PERISTIWA di Larantuka semakin
menyadarkan kita, betapa berbelitnya memberantas
praktik korupsi di negeri ini. Korupsi kian tak
terbendung. Dugaan mark up dan penggelapan uang
negara merebak dari tingkat pusat hingga daerah.
Penguasa daerah dengan salah kaprah mengejawantahkan
otonomi menjadi oto-money. Banyak pejabat daerah
yang pekerjaan di daerahnya terbengkalai karena
lebih sibuk mondar-mandir di Jakarta. Peran legislatif
daerah juga kian jauh dari aspirasi masyarakat yang
diwakilinya. Tidak jarang tindak keculasan di daerah
adalah hasil "kongkalikong" eksekutif
dan legistatif daerah.
Lalu siapa lagi pihak yang mampu
menjangkau perilaku kebobrokan itu? Jika masyarakat
kecil hanya menjadi obyek pembodohan aparat daerah,
ke mana harapan mekanisme kontrol itu dibangkitkan.

→ Ketentuan Latihan:
A – Bisakah kamu memperbarui bagian teks tentang korupsi di daerah, mulai dari "PERISTIWA di Larantuka" dan terus sampai "pusat hingga daerah.", dengan mengganti "pusat" menjadi "provinsi"?
B – Bisakah kamu menuliskan lanjutan teks tentang korupsi di daerah itu, dimulai setelah kalimat terakhirnya?

Entri pelabelan wilayah gambar:
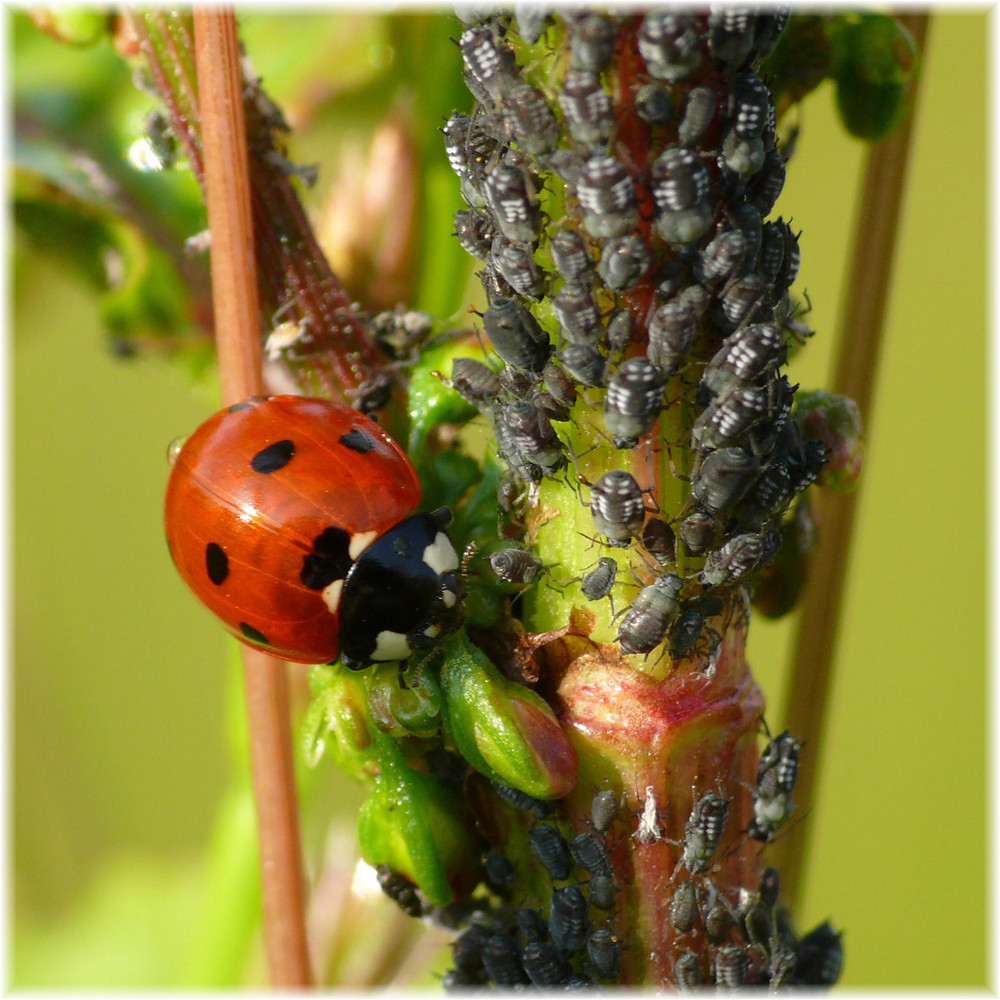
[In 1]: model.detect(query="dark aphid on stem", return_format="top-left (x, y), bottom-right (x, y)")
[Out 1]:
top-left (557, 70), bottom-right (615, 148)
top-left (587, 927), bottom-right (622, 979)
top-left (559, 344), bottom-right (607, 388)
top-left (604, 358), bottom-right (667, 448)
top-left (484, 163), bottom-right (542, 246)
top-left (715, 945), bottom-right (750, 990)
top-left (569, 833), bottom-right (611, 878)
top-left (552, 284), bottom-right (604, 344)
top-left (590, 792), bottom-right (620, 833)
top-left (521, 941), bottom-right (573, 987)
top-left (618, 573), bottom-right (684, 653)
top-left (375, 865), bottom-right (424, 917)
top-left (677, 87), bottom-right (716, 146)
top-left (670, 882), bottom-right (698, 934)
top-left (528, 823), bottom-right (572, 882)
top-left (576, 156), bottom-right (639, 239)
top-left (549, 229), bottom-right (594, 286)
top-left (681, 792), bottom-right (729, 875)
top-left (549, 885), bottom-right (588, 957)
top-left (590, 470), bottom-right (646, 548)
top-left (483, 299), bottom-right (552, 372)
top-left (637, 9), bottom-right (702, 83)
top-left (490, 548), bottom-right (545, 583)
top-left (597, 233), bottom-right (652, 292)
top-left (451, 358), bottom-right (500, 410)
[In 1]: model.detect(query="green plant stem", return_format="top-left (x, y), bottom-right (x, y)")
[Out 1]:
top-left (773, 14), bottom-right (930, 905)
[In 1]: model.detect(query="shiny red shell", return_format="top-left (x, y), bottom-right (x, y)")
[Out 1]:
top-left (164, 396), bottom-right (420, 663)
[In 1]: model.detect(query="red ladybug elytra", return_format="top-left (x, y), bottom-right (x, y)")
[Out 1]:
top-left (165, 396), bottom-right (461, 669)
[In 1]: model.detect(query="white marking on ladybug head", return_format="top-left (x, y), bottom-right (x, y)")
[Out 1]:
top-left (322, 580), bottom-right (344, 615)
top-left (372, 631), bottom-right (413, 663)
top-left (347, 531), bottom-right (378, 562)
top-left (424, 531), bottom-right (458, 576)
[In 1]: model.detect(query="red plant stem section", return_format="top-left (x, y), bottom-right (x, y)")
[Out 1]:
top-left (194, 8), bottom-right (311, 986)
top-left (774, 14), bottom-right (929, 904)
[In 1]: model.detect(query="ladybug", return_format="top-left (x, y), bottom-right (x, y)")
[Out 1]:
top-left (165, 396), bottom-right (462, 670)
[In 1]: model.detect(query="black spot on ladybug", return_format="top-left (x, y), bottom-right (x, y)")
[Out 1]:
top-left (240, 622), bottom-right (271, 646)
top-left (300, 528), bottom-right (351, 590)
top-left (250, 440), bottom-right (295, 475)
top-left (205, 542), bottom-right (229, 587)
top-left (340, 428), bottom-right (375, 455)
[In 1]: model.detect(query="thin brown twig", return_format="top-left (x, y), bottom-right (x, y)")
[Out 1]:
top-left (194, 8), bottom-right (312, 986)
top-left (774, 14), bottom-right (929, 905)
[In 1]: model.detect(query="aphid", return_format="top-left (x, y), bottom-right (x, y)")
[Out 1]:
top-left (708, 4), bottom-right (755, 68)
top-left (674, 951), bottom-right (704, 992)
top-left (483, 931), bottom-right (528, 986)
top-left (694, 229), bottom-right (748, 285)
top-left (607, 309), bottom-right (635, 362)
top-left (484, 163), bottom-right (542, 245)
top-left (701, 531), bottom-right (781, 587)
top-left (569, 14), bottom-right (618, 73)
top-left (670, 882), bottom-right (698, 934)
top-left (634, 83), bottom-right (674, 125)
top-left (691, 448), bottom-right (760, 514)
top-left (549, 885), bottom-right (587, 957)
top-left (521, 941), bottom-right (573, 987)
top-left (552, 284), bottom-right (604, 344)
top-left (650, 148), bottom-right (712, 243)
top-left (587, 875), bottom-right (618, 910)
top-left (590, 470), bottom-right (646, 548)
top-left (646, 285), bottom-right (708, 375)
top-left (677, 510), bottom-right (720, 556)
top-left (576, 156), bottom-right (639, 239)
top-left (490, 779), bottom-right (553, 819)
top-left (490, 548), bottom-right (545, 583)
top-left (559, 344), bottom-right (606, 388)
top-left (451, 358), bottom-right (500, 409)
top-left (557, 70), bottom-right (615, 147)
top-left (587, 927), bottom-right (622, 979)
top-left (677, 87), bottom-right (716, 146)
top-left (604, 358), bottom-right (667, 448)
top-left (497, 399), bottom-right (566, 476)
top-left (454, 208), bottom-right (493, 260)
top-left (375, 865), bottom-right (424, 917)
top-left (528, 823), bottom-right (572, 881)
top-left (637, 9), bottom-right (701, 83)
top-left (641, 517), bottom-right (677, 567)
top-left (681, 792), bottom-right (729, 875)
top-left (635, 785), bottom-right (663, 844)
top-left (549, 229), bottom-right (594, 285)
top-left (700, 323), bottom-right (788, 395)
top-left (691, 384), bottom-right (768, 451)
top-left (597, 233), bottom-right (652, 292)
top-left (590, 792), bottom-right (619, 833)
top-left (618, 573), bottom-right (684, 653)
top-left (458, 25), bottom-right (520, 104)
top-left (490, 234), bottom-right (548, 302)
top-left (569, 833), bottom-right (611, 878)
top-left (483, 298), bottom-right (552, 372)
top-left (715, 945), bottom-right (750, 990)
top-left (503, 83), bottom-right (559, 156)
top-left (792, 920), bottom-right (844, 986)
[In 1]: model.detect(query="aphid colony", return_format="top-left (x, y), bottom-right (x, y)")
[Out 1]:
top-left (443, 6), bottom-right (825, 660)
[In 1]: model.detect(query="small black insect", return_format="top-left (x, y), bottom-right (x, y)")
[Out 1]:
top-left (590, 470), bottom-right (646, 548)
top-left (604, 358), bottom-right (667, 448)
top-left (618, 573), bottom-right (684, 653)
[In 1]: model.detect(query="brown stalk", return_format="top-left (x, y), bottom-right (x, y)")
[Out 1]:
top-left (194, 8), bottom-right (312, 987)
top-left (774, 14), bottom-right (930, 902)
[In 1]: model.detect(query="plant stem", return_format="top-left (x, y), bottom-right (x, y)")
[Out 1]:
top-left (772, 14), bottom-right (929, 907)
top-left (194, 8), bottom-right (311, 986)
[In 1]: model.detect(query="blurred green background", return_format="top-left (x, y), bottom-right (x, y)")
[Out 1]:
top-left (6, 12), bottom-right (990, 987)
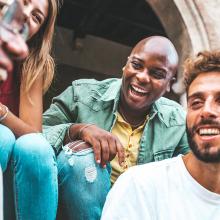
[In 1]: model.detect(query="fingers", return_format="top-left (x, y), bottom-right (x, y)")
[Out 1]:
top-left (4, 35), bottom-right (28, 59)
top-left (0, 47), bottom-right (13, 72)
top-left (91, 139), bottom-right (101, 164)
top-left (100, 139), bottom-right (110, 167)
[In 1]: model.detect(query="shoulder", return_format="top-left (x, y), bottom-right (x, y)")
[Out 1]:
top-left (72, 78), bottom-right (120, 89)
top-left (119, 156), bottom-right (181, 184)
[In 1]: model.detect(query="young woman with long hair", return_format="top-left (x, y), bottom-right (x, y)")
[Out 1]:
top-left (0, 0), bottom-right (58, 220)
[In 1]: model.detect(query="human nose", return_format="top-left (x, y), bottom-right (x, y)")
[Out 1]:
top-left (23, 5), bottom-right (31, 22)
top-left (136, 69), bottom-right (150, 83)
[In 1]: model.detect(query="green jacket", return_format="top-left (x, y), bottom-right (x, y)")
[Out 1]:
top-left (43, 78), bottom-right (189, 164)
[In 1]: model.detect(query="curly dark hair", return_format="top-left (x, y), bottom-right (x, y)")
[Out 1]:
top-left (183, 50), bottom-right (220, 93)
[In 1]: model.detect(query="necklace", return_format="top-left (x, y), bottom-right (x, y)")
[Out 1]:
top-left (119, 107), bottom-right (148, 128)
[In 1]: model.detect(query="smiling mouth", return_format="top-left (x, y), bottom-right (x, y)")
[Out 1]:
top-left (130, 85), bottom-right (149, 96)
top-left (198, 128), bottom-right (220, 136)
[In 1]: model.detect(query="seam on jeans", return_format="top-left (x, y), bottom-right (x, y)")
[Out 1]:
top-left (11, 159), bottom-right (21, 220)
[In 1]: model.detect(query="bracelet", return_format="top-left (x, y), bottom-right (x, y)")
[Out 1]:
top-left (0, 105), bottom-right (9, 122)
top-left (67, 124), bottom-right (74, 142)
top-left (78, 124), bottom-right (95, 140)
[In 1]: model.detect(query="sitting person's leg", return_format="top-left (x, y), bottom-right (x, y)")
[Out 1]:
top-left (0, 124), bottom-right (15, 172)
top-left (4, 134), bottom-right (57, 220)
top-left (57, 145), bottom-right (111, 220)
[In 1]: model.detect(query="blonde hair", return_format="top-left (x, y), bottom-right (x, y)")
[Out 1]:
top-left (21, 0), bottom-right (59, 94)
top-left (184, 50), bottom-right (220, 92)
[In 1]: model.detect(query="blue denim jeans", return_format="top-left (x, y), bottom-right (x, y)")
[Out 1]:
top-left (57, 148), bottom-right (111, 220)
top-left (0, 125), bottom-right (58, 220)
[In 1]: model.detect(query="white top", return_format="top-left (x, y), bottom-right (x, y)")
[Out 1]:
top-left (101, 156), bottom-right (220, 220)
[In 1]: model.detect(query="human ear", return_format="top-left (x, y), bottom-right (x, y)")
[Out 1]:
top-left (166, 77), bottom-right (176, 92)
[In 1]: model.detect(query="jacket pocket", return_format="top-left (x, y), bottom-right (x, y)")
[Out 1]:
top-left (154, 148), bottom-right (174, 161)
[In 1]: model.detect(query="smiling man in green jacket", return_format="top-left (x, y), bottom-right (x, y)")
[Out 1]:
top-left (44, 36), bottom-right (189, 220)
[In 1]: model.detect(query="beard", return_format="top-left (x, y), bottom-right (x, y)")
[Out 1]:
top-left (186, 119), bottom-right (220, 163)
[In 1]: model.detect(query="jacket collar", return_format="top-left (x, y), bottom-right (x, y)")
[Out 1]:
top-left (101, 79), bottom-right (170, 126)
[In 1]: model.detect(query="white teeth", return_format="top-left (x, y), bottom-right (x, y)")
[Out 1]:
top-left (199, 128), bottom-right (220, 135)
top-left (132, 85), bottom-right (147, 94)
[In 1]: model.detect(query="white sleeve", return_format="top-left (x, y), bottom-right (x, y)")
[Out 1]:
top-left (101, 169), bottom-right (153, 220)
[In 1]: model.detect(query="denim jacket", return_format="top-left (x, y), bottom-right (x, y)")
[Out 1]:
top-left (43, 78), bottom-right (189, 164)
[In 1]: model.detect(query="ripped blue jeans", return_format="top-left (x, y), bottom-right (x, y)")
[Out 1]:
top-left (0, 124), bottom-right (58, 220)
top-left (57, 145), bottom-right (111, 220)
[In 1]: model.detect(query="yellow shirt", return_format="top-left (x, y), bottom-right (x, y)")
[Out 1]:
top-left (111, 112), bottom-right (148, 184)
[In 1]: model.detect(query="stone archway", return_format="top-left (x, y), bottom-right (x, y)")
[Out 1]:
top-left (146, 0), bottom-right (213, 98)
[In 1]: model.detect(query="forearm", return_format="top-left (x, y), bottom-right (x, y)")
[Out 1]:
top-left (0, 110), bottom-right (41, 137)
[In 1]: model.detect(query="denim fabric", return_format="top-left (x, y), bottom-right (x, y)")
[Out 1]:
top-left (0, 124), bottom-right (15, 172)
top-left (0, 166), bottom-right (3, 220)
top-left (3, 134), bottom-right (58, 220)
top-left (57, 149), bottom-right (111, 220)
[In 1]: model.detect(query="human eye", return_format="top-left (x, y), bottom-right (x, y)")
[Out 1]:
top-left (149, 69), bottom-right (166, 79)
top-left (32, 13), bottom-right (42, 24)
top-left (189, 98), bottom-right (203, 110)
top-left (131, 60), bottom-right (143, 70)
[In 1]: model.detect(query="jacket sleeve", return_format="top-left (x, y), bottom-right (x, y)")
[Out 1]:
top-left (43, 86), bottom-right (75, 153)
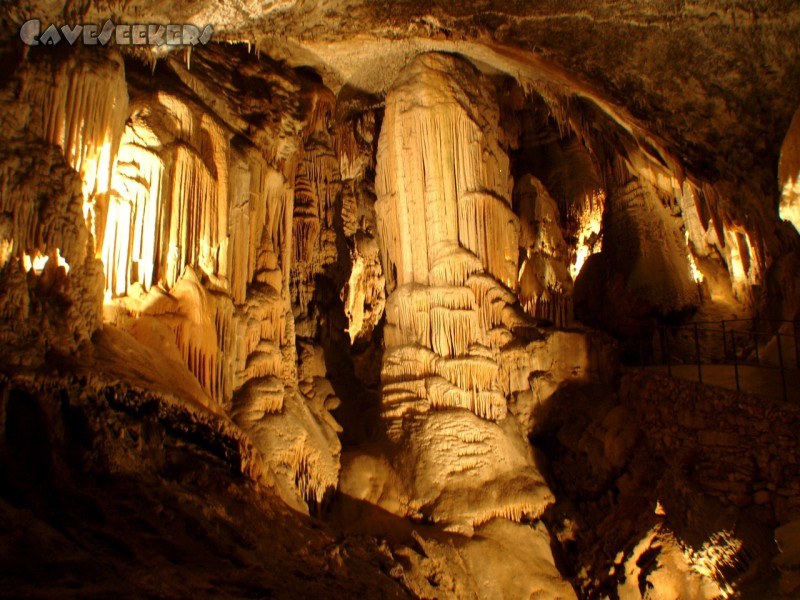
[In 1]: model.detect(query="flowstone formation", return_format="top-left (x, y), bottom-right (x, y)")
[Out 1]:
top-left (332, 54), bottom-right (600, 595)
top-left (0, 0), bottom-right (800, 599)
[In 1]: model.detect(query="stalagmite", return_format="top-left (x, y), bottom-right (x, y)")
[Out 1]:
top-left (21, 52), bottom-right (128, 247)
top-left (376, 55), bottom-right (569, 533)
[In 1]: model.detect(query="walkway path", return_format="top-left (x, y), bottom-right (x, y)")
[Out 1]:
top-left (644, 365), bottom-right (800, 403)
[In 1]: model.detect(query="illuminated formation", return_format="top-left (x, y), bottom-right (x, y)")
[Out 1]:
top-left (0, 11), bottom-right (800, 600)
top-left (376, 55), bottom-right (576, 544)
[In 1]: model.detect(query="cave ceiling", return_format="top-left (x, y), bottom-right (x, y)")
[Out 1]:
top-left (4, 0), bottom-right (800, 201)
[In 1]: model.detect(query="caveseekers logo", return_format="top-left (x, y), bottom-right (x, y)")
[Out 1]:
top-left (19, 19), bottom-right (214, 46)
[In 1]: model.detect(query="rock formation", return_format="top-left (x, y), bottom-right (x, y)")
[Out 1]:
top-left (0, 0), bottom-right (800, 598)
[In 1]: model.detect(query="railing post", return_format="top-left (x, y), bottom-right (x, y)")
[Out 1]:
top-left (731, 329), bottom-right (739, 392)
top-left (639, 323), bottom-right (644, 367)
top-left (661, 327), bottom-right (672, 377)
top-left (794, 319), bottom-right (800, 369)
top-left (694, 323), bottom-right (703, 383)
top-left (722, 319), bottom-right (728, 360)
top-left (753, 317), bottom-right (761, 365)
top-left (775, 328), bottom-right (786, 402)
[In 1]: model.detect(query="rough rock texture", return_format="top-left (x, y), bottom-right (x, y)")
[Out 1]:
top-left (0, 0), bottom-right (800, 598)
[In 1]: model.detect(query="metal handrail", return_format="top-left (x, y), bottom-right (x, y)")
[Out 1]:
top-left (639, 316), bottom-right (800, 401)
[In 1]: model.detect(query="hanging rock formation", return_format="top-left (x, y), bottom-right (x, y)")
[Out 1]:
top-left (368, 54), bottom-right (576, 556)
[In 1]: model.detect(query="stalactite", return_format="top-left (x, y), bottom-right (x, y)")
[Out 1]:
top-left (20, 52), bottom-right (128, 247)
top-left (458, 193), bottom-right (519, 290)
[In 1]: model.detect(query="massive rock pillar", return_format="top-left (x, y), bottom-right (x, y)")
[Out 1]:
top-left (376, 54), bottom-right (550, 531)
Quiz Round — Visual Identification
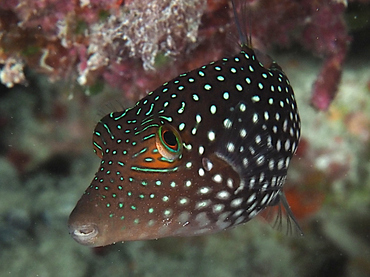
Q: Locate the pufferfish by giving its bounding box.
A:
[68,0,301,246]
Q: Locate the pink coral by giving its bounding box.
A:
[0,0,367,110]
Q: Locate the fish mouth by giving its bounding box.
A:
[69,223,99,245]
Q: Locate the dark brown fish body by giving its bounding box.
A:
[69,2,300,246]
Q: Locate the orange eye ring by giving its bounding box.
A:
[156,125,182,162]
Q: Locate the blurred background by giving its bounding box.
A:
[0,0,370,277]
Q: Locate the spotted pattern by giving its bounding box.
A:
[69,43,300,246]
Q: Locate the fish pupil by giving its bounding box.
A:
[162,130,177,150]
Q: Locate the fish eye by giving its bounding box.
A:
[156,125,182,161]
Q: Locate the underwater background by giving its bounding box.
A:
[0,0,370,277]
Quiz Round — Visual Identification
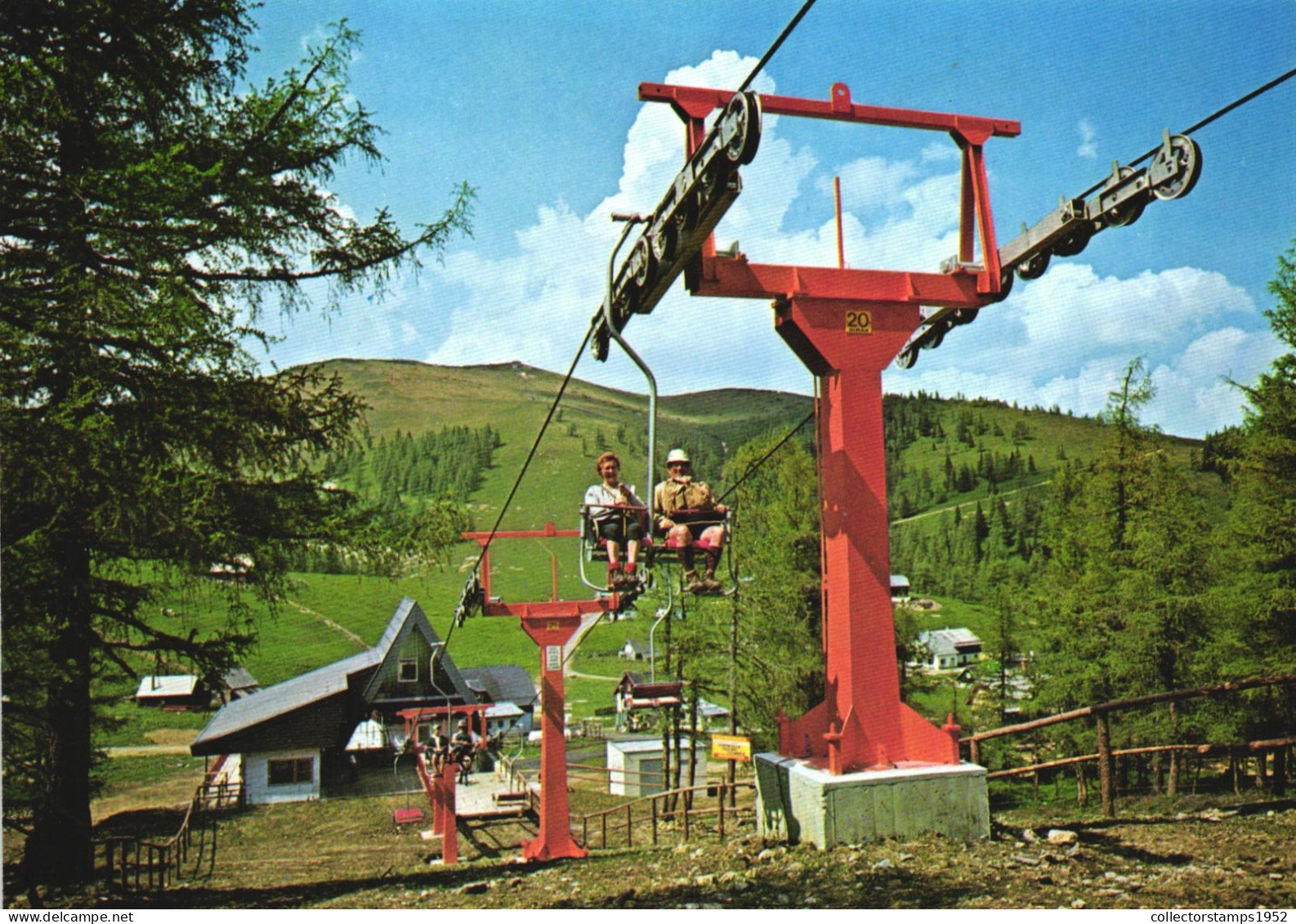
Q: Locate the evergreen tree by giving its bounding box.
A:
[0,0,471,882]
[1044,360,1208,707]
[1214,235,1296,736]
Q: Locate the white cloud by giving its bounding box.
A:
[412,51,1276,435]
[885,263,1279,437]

→ Hasil Latihan:
A –
PERISTIWA di Larantuka semakin
menyadarkan kita, betapa berbelitnya memberantas
praktik korupsi di negeri ini. Korupsi kian tak
terbendung. Dugaan mark up dan penggelapan uang
negara merebak dari tingkat provinsi hingga daerah.

B –
Jawaban yang agak tepat di antara sekian banyak
elemen masyarakat adalah kehadiran tokoh agama.
Peran tokoh agama sebagai algojo praktik penyimpangan
moral harus terus didukung.
Suara agamawan amat mahal nilainya
dalam kondisi bangsa seperti ini. Rendahnya tingkat
sumber daya manusia dan tingginya praktik ketidakadilan
ekonomi dan korupsi yang mendera bangsa ini tidak
dapat dibiarkan begitu saja. Penilaian lembaga internasional
itu seharusnya menjadi cambuk dan menggugah seluruh
elemen bangsa untuk memperbaiki diri.
Perubahan harus segera dilakukan.
Perubahan itu bukan dari langit, tapi harus diusahakan
secara sungguh-sungguh dan bersama-sama. Setidaknya,
upaya para agamawan dalam mendakwahkan perang terhadap
praktik ketidakadilan dan korupsi harus terus didukung
seluruh elemen bangsa ini.
Zaenal Abidin
EP Aktif di Indonesian Conference on Religion and
Peace (ICRP) Generasi Muda Antariman (Gemari)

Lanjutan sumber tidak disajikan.